Edit the rows from "Can you find the high-rise" down to "[[40, 42], [19, 44], [55, 41]]", both included, by replacing "high-rise building" with "skyscraper" and changing nothing else.

_DATA EXCERPTS_
====================

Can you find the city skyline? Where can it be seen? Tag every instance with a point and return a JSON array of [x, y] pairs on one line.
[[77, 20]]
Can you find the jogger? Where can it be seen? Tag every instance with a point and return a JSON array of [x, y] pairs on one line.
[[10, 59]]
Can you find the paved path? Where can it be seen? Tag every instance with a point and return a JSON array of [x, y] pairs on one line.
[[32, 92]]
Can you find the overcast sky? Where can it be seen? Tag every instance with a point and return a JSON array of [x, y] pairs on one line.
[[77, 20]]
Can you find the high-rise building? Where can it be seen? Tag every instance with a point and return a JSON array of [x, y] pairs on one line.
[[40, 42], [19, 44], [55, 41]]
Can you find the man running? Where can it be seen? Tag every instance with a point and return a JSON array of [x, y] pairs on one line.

====================

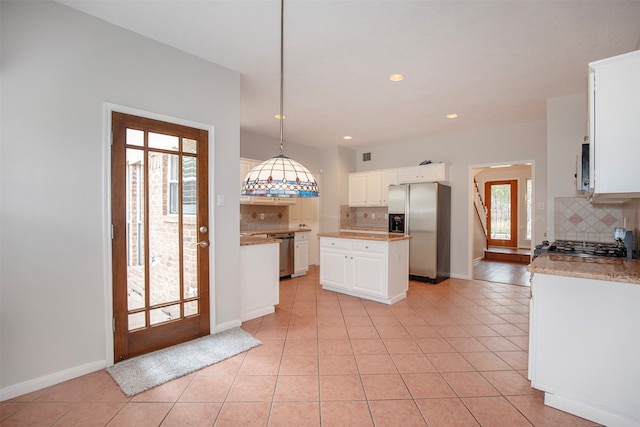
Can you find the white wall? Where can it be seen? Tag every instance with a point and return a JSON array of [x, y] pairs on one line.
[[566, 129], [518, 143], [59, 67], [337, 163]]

====================

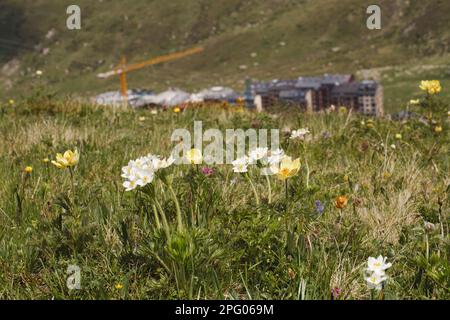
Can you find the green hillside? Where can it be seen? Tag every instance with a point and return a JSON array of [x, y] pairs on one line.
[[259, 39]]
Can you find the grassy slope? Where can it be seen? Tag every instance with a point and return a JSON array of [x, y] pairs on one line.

====================

_CORRECT OUTPUT_
Can you find the skyscraper? Where can it be seen? Tag every instance with a point and return a JSON array of [x, y] pairs on one line.
[[40, 42], [19, 44], [55, 41]]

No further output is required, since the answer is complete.